- Exercise requirements: Copy out the records below, putting "enclosing box" wherever "bounding box" appears and keeping everything else the same.
------ Data for this task ------
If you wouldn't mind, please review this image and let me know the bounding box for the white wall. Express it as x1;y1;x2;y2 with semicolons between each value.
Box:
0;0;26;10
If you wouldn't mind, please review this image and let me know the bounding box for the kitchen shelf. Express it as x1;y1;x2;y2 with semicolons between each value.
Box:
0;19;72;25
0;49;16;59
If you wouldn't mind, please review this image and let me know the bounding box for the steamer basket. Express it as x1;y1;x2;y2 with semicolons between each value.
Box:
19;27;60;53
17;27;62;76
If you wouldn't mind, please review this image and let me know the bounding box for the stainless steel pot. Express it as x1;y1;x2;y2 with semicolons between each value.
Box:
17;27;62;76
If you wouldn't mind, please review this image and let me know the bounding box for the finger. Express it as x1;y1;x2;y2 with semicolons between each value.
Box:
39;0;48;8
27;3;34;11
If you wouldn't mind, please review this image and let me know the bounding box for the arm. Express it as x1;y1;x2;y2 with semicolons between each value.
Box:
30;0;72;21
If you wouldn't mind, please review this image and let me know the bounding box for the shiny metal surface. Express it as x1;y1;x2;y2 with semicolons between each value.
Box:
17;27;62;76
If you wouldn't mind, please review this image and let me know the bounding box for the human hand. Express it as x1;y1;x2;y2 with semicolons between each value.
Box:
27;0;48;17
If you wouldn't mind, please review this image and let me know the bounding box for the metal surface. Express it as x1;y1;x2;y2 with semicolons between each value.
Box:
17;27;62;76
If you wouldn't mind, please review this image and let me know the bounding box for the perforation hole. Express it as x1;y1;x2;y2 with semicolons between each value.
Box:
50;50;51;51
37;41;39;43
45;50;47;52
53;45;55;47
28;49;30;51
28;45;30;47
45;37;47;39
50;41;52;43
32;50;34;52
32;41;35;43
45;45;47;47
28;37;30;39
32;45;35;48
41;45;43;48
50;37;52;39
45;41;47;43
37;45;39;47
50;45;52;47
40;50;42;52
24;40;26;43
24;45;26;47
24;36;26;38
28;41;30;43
------
- Exercise output:
If you wouldn't mind, please review this image and let me know the enclosing box for the white wall. Express it as x1;y1;x2;y2 with semicolons between each value.
Box:
0;0;26;10
If you wouldn't mind, please review this image and let me know the enclosing box for the kitchen shelf. Express it as x1;y1;x2;y2 with semicolons between each value.
Box:
0;19;72;25
0;49;16;59
If you wouldn't mind, please review this image and let me know the enclosing box for the steamer basket. Express it as x1;y1;x2;y2 with semicolons between each value.
Box:
19;27;60;53
17;27;62;76
If you wouldn't mind, please review this image and let me know the enclosing box for the stainless steel pot. Express it as x1;y1;x2;y2 with semicolons between each value.
Box:
17;27;62;76
If you wouldn't mind, please review this image and let me know the enclosing box for the finger. Express it as x1;y1;x2;y2 with semicolons between each value.
Box:
39;0;48;8
27;3;34;11
If you wouldn't mind, please review this image and let me know the enclosing box for the arm. Express it as x1;y1;x2;y2 with semicolons between each value.
Box:
30;0;72;21
If you wouldn't mind, please review this image and let me know the enclosing box for the shiny metal surface. Express it as x1;y1;x2;y2 with semicolons between each value.
Box:
17;27;62;76
If you wouldn't mind, please review this image and let me know the enclosing box for the human hand. Express it as x1;y1;x2;y2 with semicolons between each value.
Box:
27;0;48;17
If you wouldn't mind, please review this image and let me know the enclosing box for the metal surface. Express it as x1;y1;x2;y2 with semicolons between each value.
Box:
17;27;62;76
If you wouldn't mind, please review this image and let me know the enclosing box for the perforation hole. Express it as x1;y1;x2;y2 with semicolons between each value.
Box:
50;50;51;51
37;41;39;43
45;50;47;52
53;45;55;47
28;49;30;51
28;45;30;47
45;37;47;39
50;41;52;43
32;50;34;52
32;41;35;43
45;45;47;47
28;37;30;39
32;45;35;48
41;45;43;48
50;37;52;39
45;41;47;43
37;45;39;47
50;45;52;47
40;50;42;52
24;40;26;43
24;45;26;47
24;36;26;38
28;41;30;43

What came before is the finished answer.